┏━━
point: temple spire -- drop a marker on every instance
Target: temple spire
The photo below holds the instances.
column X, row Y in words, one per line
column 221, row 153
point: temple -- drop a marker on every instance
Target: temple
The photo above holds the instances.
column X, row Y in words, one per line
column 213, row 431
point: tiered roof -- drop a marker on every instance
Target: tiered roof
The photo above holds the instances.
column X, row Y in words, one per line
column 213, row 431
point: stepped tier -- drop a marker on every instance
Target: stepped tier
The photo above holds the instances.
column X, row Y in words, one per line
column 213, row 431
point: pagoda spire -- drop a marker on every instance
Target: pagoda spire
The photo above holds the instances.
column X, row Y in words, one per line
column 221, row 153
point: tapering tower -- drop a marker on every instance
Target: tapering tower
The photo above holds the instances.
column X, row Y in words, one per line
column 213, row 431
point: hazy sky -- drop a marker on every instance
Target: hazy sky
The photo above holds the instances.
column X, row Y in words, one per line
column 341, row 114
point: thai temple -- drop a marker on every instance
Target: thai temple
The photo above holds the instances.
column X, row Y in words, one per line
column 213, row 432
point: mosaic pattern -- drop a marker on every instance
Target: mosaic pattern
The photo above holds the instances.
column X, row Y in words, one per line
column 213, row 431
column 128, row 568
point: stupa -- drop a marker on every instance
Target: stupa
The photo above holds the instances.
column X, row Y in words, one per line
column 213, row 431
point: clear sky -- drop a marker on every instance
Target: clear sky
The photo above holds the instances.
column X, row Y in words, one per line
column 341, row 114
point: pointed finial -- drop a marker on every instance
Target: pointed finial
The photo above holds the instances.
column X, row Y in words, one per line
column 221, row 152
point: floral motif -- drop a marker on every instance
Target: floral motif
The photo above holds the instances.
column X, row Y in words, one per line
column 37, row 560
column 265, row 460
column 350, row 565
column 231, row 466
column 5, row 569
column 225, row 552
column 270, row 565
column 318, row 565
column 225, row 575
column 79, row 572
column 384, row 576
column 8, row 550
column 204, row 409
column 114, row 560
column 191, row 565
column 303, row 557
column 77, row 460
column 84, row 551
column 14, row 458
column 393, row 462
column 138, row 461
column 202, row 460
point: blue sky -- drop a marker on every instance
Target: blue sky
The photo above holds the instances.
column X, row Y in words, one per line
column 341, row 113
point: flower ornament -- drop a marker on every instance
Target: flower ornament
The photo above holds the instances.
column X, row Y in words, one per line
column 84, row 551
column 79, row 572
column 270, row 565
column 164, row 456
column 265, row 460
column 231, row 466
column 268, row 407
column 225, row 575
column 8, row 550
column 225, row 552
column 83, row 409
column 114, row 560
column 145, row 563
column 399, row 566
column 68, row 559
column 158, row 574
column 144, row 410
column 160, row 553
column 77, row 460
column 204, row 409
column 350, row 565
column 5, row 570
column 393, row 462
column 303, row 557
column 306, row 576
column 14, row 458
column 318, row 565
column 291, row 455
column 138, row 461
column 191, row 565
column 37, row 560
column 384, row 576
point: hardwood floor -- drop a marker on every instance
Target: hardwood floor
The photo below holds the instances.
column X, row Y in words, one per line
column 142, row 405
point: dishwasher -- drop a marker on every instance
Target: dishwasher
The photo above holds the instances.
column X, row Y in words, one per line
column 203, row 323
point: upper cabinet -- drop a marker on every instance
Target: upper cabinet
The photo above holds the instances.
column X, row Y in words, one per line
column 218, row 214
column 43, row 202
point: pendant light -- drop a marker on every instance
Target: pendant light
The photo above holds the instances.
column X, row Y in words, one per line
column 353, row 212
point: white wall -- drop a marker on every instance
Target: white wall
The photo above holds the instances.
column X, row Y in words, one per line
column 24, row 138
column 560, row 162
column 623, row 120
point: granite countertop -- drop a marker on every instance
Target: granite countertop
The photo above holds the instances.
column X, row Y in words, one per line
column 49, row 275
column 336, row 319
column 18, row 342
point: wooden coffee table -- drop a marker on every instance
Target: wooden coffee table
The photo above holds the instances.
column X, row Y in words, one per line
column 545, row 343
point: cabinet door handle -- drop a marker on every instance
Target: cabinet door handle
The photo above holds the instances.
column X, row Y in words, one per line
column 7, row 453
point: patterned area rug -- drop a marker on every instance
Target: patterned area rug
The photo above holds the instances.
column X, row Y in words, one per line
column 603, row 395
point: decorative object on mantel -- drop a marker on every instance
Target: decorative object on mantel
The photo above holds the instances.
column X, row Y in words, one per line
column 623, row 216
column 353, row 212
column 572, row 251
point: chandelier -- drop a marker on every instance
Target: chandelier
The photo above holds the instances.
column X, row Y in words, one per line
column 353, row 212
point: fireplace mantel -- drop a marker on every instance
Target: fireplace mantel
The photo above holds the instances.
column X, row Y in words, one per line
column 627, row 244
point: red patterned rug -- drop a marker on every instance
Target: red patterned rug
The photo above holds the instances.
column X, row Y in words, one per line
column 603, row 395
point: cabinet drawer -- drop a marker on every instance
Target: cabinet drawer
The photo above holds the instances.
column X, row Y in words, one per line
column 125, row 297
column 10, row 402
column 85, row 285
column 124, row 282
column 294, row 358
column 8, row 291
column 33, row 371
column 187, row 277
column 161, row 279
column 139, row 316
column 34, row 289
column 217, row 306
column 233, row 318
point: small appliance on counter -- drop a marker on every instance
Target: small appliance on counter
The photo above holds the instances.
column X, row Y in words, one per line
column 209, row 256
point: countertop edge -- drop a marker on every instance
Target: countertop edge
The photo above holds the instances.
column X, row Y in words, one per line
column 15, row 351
┗━━
## PROBLEM TO SOLVE
Reproduce the material above. Do not change a word.

## COMPLETED EXERCISE
point: temple spire -- drop a marker on every instance
Target: temple spire
The photo below holds the instances.
column X, row Y in words, one per line
column 221, row 153
point: temple -- drop a marker on every instance
Target: temple
The photo above holds the instances.
column X, row Y in words, one per line
column 213, row 431
point: tiered roof -- drop a marker on every instance
Target: tiered roof
The photo above holds the instances.
column X, row Y in words, one per line
column 213, row 431
point: stepped tier -- drop a marker on every instance
Target: stepped tier
The photo above holds the instances.
column X, row Y in words, one per line
column 213, row 431
point: pagoda spire -- drop a marker on every instance
Target: pagoda spire
The photo above holds the instances.
column X, row Y in words, one per line
column 221, row 153
point: tapering tower -- drop a marker on every instance
Target: tapering tower
The photo above holds the instances.
column X, row Y in words, one per line
column 213, row 431
point: hazy sky -- drop a marker on every instance
Target: hazy sky
The photo above holds the instances.
column X, row Y in words, one per line
column 341, row 114
point: thai temple -- drop a marker on every instance
Target: thai temple
The photo above holds the instances.
column X, row Y in words, one per line
column 213, row 432
point: mosaic pattern -- drop a marker on every instance
Target: mosaic pattern
The photo above holds the instances.
column X, row Y in words, one per line
column 213, row 431
column 128, row 568
point: stupa -- drop a marker on every instance
Target: stupa
The photo above holds the instances.
column X, row Y in words, one per line
column 213, row 431
point: clear sky -- drop a marker on every instance
Target: clear sky
The photo above holds the instances.
column X, row Y in words, one per line
column 341, row 114
point: pointed finial -- drop a marker on every instance
Target: pointed finial
The photo above holds the instances.
column X, row Y in words, one per line
column 221, row 152
point: floral motif -- drop a marker on every instance
Target: floral motif
The photo above holds the instances.
column X, row Y in words, one per line
column 37, row 560
column 265, row 460
column 350, row 565
column 231, row 466
column 5, row 569
column 225, row 552
column 270, row 565
column 318, row 565
column 225, row 575
column 79, row 572
column 384, row 576
column 8, row 550
column 204, row 409
column 114, row 560
column 191, row 565
column 303, row 557
column 77, row 460
column 84, row 551
column 14, row 458
column 393, row 462
column 138, row 461
column 202, row 460
point: blue sky -- drop a marker on every instance
Target: blue sky
The photo above holds the instances.
column X, row Y in words, one per line
column 341, row 113
point: flower ornament -- drop a marker on every instance
Target: flower ornament
The photo above holds the instances.
column X, row Y in words, one per line
column 84, row 551
column 79, row 572
column 270, row 565
column 164, row 456
column 265, row 460
column 231, row 466
column 268, row 407
column 225, row 575
column 8, row 550
column 225, row 552
column 83, row 409
column 114, row 560
column 145, row 563
column 399, row 566
column 68, row 559
column 158, row 574
column 144, row 410
column 160, row 553
column 77, row 460
column 204, row 409
column 350, row 565
column 5, row 570
column 393, row 462
column 303, row 557
column 306, row 576
column 14, row 458
column 318, row 565
column 291, row 455
column 138, row 461
column 191, row 565
column 37, row 560
column 384, row 576
point: hardwood floor -- drop a marker on every instance
Target: hardwood floor
The photo below holds the instances.
column X, row Y in words, one per line
column 142, row 405
point: dishwasher -- drop a marker on every instance
Target: dishwasher
The photo above holds the instances.
column X, row Y in words, one per line
column 203, row 323
point: upper cabinet -- drop a marker on every instance
Target: upper cabinet
The photo above holds the instances.
column X, row Y in words, one per line
column 218, row 214
column 43, row 202
point: pendant light -- drop a marker on every instance
Target: pendant light
The photo above holds the instances.
column X, row Y in words, one per line
column 353, row 212
point: white wall -- drop a marker on every instance
Target: white wall
The photo above holds the instances.
column X, row Y in words, one per line
column 24, row 138
column 560, row 162
column 623, row 120
point: granite countertop -- drop a marker on every instance
Target: granite countertop
The photo above holds the instances.
column X, row Y in words, one per line
column 49, row 275
column 336, row 319
column 18, row 342
point: wooden coffee table -- drop a marker on every instance
Target: wooden coffee table
The photo above holds the instances.
column X, row Y in words, one per line
column 545, row 343
point: cabinet door handle -- drop a marker on every instance
Target: cabinet door handle
The photo above holds the instances.
column X, row Y in words, one per line
column 7, row 453
point: patterned area rug -- drop a marker on every instance
Target: patterned area rug
The photo above holds the instances.
column X, row Y in words, one per line
column 603, row 395
point: decorative object on mantel -- drop a marker on every instance
Target: decorative object on mantel
The photo above holds the instances.
column X, row Y in words, one per line
column 623, row 216
column 353, row 212
column 572, row 251
point: chandelier -- drop a marker on every instance
Target: chandelier
The photo above holds the instances.
column X, row Y in words, one per line
column 353, row 212
point: fireplace mantel -- drop a marker on every instance
Target: fireplace mantel
The photo above holds the instances.
column X, row Y in words, one per line
column 627, row 244
point: red patterned rug -- drop a marker on every instance
Target: red patterned rug
The photo above holds the instances.
column X, row Y in words, one per line
column 603, row 395
point: cabinet drawer -- drop a marker on every instance
Target: cabinet drawer
The photo above holds the instances.
column X, row Y in words, one per line
column 125, row 297
column 10, row 402
column 85, row 285
column 124, row 282
column 294, row 358
column 8, row 291
column 33, row 371
column 187, row 277
column 161, row 279
column 139, row 316
column 34, row 289
column 217, row 306
column 233, row 318
point: small appliance on counter -- drop a marker on every instance
Target: small appliance on counter
The photo above holds the instances.
column X, row Y in words, one per line
column 209, row 256
point: countertop edge -- drop a marker on every instance
Target: countertop edge
The photo above holds the instances.
column X, row Y in words, one per line
column 15, row 351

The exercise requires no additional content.